◆ PROBLEM STATEMENT
A complete and exact copy of the data below is the task.

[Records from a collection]
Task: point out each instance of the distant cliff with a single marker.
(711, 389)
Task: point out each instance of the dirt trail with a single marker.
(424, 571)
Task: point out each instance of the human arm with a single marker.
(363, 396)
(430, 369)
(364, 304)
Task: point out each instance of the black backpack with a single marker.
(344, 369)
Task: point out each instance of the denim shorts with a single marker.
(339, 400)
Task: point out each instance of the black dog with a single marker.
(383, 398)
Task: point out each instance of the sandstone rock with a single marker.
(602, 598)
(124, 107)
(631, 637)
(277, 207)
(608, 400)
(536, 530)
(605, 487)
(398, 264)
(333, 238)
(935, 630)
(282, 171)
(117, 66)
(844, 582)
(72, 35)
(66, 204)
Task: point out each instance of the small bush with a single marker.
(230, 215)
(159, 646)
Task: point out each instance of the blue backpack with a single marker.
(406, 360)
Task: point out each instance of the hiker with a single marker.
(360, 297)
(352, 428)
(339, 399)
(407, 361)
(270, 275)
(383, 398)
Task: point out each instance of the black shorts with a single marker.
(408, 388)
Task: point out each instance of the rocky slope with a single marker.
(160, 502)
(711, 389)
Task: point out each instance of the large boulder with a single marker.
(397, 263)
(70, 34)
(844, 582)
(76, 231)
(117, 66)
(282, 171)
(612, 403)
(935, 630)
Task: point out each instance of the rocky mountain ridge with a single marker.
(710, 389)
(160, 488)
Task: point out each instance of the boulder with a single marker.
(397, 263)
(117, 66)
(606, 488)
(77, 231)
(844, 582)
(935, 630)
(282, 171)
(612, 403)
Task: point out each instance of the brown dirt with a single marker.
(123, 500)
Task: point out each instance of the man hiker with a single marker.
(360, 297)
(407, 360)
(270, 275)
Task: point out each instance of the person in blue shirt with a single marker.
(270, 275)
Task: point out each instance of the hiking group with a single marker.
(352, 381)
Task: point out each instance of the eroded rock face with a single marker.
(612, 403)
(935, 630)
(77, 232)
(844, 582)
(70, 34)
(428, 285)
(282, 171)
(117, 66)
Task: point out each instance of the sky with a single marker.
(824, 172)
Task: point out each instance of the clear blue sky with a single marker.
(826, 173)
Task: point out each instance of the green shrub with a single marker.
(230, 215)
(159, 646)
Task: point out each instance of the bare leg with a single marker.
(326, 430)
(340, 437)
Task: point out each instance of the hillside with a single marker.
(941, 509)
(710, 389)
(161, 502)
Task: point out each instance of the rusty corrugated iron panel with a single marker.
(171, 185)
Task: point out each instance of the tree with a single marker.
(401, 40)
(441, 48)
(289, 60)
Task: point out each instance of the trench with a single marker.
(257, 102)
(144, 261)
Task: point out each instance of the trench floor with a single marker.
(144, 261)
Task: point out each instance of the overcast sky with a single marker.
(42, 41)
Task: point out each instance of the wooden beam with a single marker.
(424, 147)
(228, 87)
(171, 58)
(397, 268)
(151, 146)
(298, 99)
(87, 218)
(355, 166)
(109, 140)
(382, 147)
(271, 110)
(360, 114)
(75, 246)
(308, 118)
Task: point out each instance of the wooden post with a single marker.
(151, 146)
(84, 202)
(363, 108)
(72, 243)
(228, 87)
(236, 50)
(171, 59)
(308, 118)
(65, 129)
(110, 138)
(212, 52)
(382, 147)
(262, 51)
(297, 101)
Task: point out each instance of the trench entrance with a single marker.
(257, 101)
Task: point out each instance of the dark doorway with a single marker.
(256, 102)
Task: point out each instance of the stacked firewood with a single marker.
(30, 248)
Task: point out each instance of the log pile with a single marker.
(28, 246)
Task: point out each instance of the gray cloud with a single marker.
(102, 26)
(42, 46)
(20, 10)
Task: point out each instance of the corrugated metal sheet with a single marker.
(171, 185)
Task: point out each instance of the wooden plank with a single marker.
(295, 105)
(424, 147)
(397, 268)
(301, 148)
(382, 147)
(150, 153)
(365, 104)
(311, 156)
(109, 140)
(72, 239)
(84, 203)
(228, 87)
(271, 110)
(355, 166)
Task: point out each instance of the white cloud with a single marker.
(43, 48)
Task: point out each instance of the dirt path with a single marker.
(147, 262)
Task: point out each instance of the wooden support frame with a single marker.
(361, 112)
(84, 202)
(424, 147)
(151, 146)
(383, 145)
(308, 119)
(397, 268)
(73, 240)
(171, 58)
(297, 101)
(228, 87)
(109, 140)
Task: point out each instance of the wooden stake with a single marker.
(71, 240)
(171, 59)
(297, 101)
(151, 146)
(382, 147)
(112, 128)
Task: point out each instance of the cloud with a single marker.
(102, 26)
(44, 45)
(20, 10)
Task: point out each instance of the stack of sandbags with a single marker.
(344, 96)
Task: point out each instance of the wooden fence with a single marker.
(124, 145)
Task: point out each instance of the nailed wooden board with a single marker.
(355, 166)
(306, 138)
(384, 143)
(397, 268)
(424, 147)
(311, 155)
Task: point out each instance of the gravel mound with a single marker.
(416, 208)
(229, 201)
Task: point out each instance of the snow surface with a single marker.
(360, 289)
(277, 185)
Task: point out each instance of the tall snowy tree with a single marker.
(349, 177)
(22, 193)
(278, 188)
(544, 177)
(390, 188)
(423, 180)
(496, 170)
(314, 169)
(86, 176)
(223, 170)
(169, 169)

◆ EXPECTED OUTPUT
Task: point out each instance of the distant cliff with a single marker.
(711, 389)
Task: point out each instance of the dirt trail with a single marker.
(424, 571)
Task: point out each instance of the human arm with a single marker.
(363, 396)
(430, 369)
(364, 304)
Task: point out each instance of the black backpack with a single marker.
(344, 369)
Task: point out each instance of the denim shorts with a single marker.
(339, 400)
Task: point out each instance of the black dog with a single marker.
(383, 398)
Task: point out each instance of the sandstone rock with a single marker.
(602, 598)
(124, 107)
(631, 637)
(277, 207)
(608, 400)
(536, 530)
(605, 487)
(398, 264)
(333, 238)
(935, 630)
(282, 171)
(117, 66)
(844, 582)
(72, 35)
(66, 204)
Task: point out each instance of the small bush with a single marker.
(230, 215)
(159, 646)
Task: point out each instance of the blue backpack with a single marker.
(406, 360)
Task: point out each instance of the hiker with a single marker.
(360, 297)
(352, 428)
(339, 399)
(407, 361)
(270, 275)
(383, 398)
Task: point out each instance of the black shorts with a single marker.
(408, 388)
Task: point out each instance of the rocky slope with a single marker.
(160, 502)
(711, 389)
Task: point out each instance of the large boulder with a single marker.
(397, 263)
(70, 34)
(844, 582)
(76, 231)
(117, 66)
(282, 171)
(612, 403)
(935, 630)
Task: point out each instance of the rocky mountain ridge with a single marker.
(710, 389)
(160, 488)
Task: point out each instance of the boulder with a single marker.
(397, 263)
(117, 66)
(606, 488)
(77, 231)
(844, 582)
(935, 630)
(282, 171)
(612, 403)
Task: point out each instance of the brown dirt with a single marker.
(123, 500)
Task: point out each instance of the man hiker with a single marker.
(360, 297)
(407, 360)
(270, 275)
Task: point out each instance of the person in blue shirt with a single marker.
(270, 275)
Task: point out each instance of the hiking group with a single marker.
(352, 381)
Task: point out each instance of the eroded rock face with a single marker.
(612, 403)
(935, 630)
(77, 232)
(844, 582)
(70, 34)
(428, 285)
(282, 171)
(117, 66)
Task: point out each instance of the sky with a single marker.
(824, 172)
Task: point out each instance of the clear blue sky with a single marker.
(826, 173)
Task: point out each instance of the green shrub with a single marker.
(230, 215)
(159, 646)
Task: point out each instance of the bare leg with a single marker.
(326, 430)
(340, 437)
Task: point out each instance of the hillside with a single marker.
(941, 509)
(710, 389)
(161, 502)
Task: point out each instance of the rusty corrugated iron panel with a single marker.
(171, 185)
Task: point out each instance of the tree with a single marker.
(401, 40)
(441, 48)
(289, 60)
Task: point out each instance of the trench with a single marker.
(257, 102)
(144, 261)
Task: point out each instance of the trench floor with a single marker.
(144, 261)
Task: point out each instance of the overcast sky with a single marker.
(42, 41)
Task: point out each instance of the wooden beam with a single marker.
(424, 147)
(228, 87)
(171, 58)
(397, 268)
(151, 146)
(298, 99)
(87, 218)
(355, 166)
(109, 140)
(382, 147)
(271, 110)
(360, 114)
(75, 246)
(308, 118)
Task: point out each instance of the wooden post with a single marker.
(151, 146)
(84, 202)
(363, 108)
(72, 243)
(228, 87)
(236, 50)
(171, 59)
(308, 118)
(65, 129)
(110, 138)
(212, 52)
(382, 147)
(262, 51)
(297, 101)
Task: point out each instance of the trench entrance with a single marker.
(257, 101)
Task: point out each instance of the dark doorway with a single marker.
(256, 102)
Task: point out each instance of the stacked firewood with a single marker.
(30, 248)
Task: point out each instance of the log pile with a single marker.
(28, 246)
Task: point out each instance of the gray cloud with a single marker.
(102, 26)
(42, 46)
(20, 10)
Task: point out each instance of the corrugated metal sheet with a single marker.
(171, 185)
Task: point out each instance of the wooden plank with a single marker.
(295, 105)
(424, 147)
(397, 268)
(301, 148)
(382, 147)
(150, 153)
(365, 104)
(311, 156)
(109, 140)
(72, 239)
(84, 203)
(228, 87)
(271, 110)
(355, 166)
Task: point out each instance of the white cloud with a single marker.
(43, 48)
Task: point out each instance of the dirt path with a single marker.
(147, 262)
Task: point out each instance of the wooden support frame with a single marker.
(361, 112)
(84, 202)
(424, 147)
(151, 146)
(383, 145)
(308, 119)
(397, 268)
(73, 240)
(171, 58)
(297, 101)
(228, 87)
(109, 140)
Task: point out each instance of the wooden stake with a single marker.
(71, 240)
(171, 59)
(297, 101)
(151, 146)
(382, 147)
(112, 128)
Task: point out each instance of the cloud with a single marker.
(102, 26)
(44, 45)
(20, 10)
Task: point out each instance of the stack of sandbags with a single marker.
(344, 96)
Task: point out each instance of the wooden fence with a single marker.
(124, 145)
Task: point out each instance of the nailed wooden board with a single marker.
(355, 166)
(306, 138)
(384, 143)
(397, 268)
(424, 147)
(311, 155)
Task: point out each instance of the gravel mound with a single marker.
(416, 208)
(229, 201)
Task: point out each instance of the snow surface with a single marker.
(360, 289)
(277, 185)
Task: point out each instance of the tall snowy tree with a single marker.
(349, 177)
(22, 193)
(278, 188)
(544, 177)
(390, 188)
(423, 180)
(496, 170)
(314, 169)
(86, 176)
(223, 170)
(169, 169)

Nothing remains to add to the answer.